Attila Aşut

yazievi@yahoo.com

Küba’yı görmek en büyük özlemimdi! Hele de devrimin önderi Fidel Castro hayattayken…
Gitmesem de, görmesem de, orası “Bizim Küba”dır zaten! Emekçilerin iktidarda olduğu her ülke, benim de vatanımdır çünkü.
Ayrıca, gidip gezenlerden çok şey dinledim, öğrendim. Kafamda canlandırdığım “Sosyalist Küba” imgesi; yıllar içinde okuduklarım ve dostlarımdan dinlediklerimle daha bir pekişti, somutluk kazandı.

Alıştırma görevleri:
- 1) Küba yazısında "Küba’yı görmek en" sözlerinden başlayıp "pekişti, somutluk kazandı." sözlerine kadar uzanan bölümü yeniden yazın, ama "önderi" yerine "lideri" koyun.
- 2) Küba yazısına göre şu soruları yanıtlayın:
(a) Yazar, Küba'yı hangi devrim önderi hayattayken görmeyi özlemişti?
(b) Yazara göre emekçilerin iktidarda olduğu her ülke onun için nedir?
(c) Yazarın kafasındaki "Sosyalist Küba" imgesini ne pekiştirdi?

Veri kümesinden kesit:
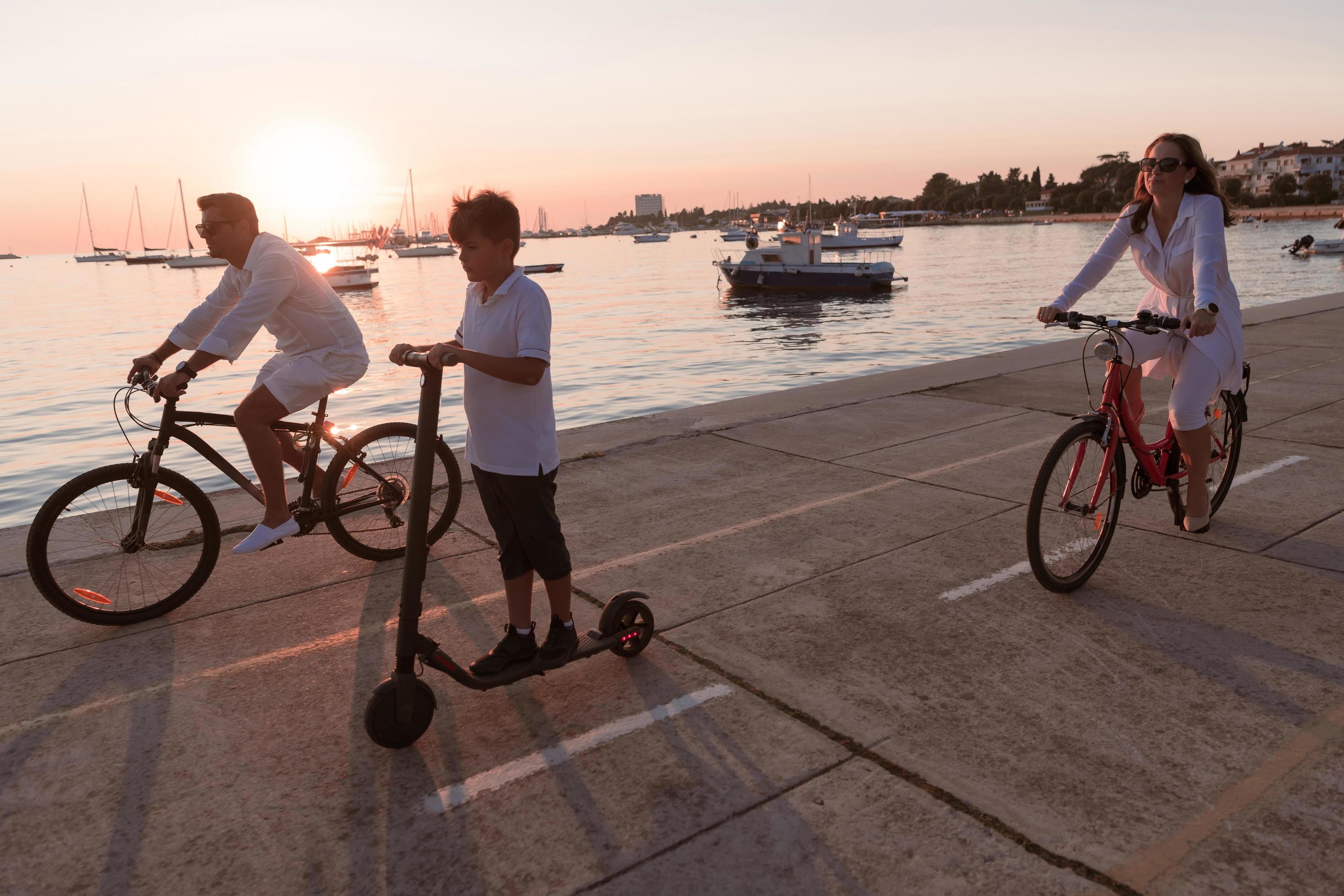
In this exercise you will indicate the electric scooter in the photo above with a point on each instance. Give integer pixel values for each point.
(402, 707)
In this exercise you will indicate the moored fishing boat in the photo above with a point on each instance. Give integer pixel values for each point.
(351, 276)
(424, 251)
(796, 264)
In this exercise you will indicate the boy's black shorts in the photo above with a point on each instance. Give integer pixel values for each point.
(522, 512)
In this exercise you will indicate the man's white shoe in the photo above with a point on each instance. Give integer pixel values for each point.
(264, 536)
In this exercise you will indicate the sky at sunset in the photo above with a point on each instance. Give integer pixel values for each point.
(318, 111)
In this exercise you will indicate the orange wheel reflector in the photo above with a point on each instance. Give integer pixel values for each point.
(91, 596)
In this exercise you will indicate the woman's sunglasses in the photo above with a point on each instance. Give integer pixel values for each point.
(1166, 165)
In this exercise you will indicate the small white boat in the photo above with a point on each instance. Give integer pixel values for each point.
(351, 276)
(847, 237)
(424, 251)
(1311, 246)
(796, 265)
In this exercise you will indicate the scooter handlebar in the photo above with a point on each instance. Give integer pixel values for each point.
(421, 359)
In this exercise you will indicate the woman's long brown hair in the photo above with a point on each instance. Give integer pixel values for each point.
(1203, 182)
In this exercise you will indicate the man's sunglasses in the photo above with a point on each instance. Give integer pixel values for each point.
(1166, 165)
(206, 230)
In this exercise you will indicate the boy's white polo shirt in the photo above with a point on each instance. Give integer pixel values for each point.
(510, 426)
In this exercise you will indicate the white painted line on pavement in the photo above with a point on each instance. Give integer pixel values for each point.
(1242, 479)
(1014, 571)
(1019, 569)
(455, 796)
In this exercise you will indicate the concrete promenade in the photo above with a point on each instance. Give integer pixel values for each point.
(871, 692)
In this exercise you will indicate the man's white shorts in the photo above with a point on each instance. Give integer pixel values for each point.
(304, 379)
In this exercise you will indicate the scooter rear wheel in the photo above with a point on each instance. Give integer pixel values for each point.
(624, 612)
(381, 715)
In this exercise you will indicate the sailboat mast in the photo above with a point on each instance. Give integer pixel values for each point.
(185, 228)
(414, 217)
(140, 214)
(78, 222)
(89, 218)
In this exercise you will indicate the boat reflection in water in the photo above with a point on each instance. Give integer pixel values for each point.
(799, 320)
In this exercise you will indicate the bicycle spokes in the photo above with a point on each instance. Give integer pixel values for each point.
(111, 558)
(1080, 493)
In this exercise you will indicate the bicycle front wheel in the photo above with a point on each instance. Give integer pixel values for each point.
(89, 563)
(370, 499)
(1068, 533)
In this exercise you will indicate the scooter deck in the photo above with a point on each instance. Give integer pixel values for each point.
(589, 644)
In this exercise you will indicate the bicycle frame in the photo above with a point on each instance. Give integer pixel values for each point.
(1157, 460)
(307, 511)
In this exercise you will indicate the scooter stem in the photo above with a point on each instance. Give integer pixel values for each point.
(417, 549)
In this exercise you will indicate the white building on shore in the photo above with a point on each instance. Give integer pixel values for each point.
(1258, 167)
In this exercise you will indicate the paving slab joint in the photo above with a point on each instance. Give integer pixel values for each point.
(914, 778)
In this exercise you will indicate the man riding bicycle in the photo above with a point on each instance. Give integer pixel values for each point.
(320, 347)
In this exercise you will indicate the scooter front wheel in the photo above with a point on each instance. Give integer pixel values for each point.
(381, 715)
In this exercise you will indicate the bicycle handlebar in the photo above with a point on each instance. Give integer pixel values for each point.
(421, 359)
(1146, 321)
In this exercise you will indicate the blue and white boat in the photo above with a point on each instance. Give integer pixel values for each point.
(796, 264)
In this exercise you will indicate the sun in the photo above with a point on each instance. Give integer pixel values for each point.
(308, 170)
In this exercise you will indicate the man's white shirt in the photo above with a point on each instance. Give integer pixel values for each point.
(280, 291)
(510, 426)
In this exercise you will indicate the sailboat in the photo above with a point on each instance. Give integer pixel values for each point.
(145, 258)
(188, 260)
(99, 253)
(424, 237)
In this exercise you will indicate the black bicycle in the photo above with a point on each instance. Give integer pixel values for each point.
(129, 542)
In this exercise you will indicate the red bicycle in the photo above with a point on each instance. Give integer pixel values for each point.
(1076, 501)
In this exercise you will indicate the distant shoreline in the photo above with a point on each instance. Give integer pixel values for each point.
(1289, 213)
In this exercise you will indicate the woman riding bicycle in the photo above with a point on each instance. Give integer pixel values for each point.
(1175, 231)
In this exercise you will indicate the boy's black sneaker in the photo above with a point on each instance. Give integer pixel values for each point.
(510, 652)
(560, 644)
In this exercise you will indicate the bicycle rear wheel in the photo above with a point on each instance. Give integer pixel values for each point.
(86, 563)
(1068, 534)
(377, 530)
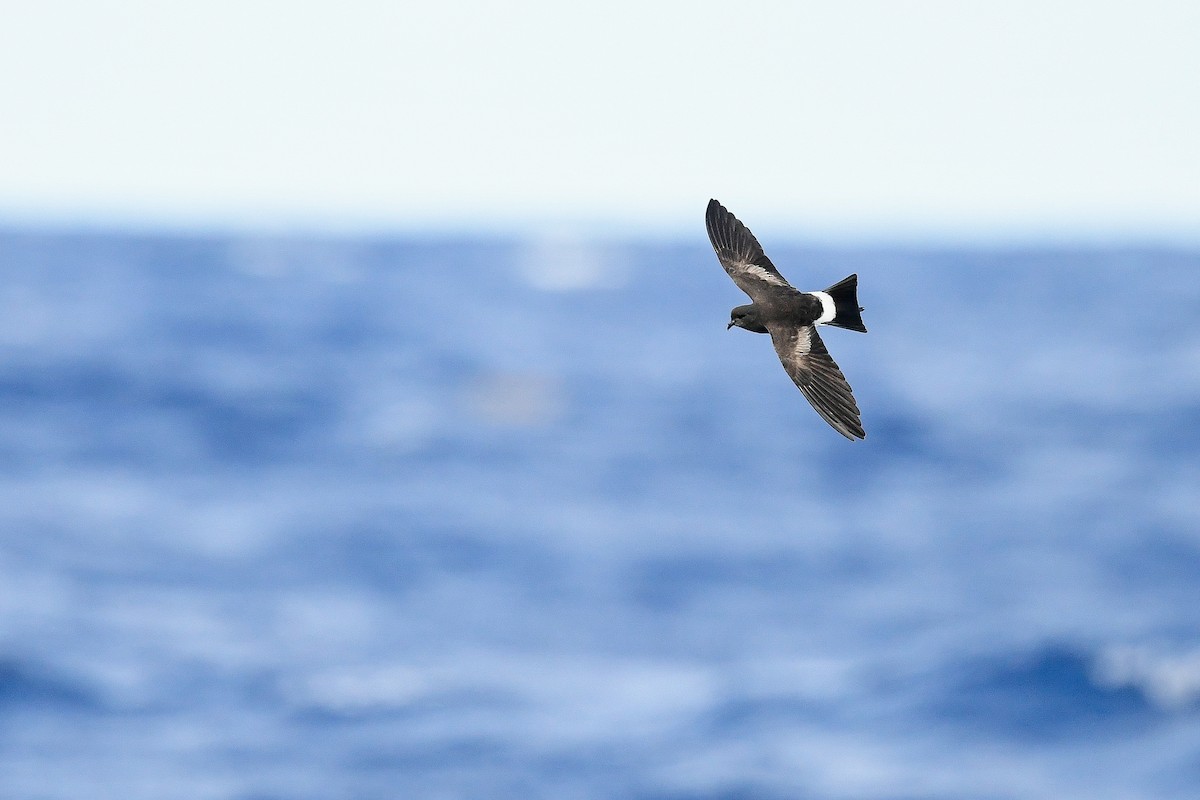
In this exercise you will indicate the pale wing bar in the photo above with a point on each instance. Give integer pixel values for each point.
(817, 377)
(739, 252)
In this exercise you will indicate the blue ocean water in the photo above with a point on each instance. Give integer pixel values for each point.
(298, 518)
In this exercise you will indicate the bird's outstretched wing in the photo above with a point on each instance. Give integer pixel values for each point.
(741, 253)
(816, 374)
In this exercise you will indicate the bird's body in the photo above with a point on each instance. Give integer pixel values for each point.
(791, 317)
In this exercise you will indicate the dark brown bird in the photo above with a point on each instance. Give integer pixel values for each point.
(791, 317)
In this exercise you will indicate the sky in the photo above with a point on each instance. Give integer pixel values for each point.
(843, 120)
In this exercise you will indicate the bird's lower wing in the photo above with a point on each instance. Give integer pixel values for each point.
(739, 253)
(816, 374)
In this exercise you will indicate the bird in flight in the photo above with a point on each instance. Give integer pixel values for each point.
(791, 317)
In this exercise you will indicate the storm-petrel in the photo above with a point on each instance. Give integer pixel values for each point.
(791, 318)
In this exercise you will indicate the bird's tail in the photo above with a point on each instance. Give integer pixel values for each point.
(845, 301)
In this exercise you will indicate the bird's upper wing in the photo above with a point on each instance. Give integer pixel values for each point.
(741, 253)
(808, 362)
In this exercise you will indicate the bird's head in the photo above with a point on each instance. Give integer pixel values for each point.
(747, 317)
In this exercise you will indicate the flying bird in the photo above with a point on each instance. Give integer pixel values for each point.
(791, 317)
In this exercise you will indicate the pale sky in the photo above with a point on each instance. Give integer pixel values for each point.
(831, 119)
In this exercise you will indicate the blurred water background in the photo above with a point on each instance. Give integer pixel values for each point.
(299, 517)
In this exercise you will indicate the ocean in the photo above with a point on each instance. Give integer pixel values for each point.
(292, 517)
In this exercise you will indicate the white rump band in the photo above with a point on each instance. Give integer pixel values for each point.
(828, 310)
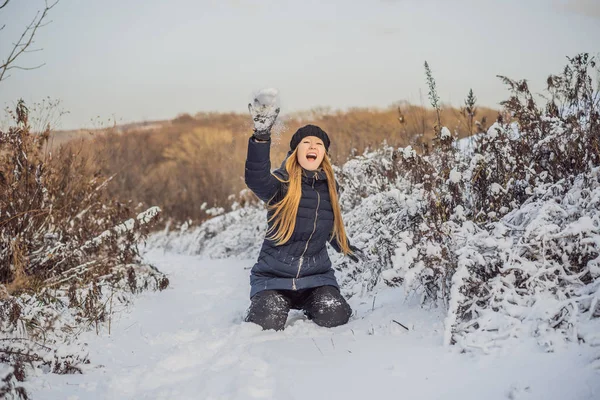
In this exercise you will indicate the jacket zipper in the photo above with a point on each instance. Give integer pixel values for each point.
(310, 237)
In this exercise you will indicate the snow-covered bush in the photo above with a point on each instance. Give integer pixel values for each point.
(505, 235)
(65, 248)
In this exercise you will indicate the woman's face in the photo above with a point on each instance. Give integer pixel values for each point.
(311, 151)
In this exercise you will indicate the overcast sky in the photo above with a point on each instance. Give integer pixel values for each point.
(148, 59)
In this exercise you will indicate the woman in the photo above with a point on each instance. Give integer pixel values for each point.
(293, 270)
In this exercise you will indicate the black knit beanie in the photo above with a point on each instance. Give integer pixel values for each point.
(309, 130)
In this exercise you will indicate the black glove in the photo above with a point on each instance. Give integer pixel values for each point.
(357, 255)
(264, 116)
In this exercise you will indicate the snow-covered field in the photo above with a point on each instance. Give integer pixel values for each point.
(189, 342)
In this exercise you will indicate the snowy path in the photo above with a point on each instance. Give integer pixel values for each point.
(189, 342)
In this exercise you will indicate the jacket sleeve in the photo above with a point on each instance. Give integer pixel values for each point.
(258, 175)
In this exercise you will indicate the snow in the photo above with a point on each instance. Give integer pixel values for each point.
(455, 176)
(445, 133)
(189, 342)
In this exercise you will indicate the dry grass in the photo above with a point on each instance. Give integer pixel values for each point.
(181, 164)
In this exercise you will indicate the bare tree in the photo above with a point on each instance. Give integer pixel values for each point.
(25, 42)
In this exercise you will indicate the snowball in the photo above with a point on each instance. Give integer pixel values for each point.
(268, 97)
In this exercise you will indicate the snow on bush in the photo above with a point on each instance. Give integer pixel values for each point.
(68, 252)
(504, 233)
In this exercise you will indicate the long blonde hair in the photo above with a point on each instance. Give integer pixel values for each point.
(286, 210)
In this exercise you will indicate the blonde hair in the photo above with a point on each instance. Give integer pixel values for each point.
(286, 210)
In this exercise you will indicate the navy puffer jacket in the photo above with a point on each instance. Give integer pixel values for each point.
(302, 262)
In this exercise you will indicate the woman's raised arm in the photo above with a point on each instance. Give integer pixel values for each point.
(258, 175)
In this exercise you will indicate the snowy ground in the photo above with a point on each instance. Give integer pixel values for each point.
(189, 342)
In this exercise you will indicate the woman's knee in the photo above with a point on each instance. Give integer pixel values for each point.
(269, 309)
(328, 308)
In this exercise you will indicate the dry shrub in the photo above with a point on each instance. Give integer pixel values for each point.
(194, 163)
(60, 232)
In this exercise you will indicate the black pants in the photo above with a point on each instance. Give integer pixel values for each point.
(324, 305)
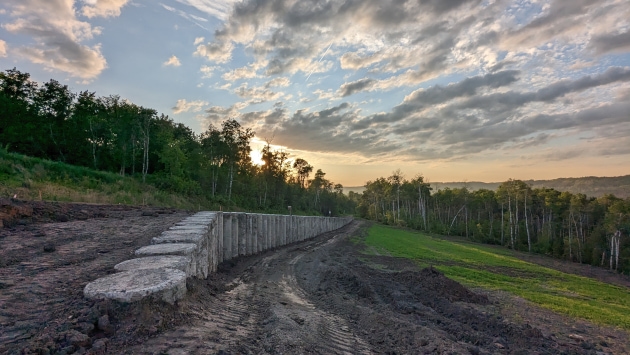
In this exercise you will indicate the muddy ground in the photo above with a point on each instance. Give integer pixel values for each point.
(317, 297)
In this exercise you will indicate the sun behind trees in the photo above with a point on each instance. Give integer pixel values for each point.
(115, 135)
(569, 226)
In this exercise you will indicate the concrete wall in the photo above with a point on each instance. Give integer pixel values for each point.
(241, 234)
(195, 246)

Beklenen yanıtlar:
- 1)
Küba’yı görmek en büyük özlemimdi! Hele de devrimin lideri Fidel Castro hayattayken…
Gitmesem de, görmesem de, orası “Bizim Küba”dır zaten! Emekçilerin iktidarda olduğu her ülke, benim de vatanımdır çünkü.
Ayrıca, gidip gezenlerden çok şey dinledim, öğrendim. Kafamda canlandırdığım “Sosyalist Küba” imgesi; yıllar içinde okuduklarım ve dostlarımdan dinlediklerimle daha bir pekişti, somutluk kazandı.

- 2)
(a) Fidel Castro.
(b) Vatanıdır.
(c) Yıllar içinde okudukları ve dostlarından dinledikleri.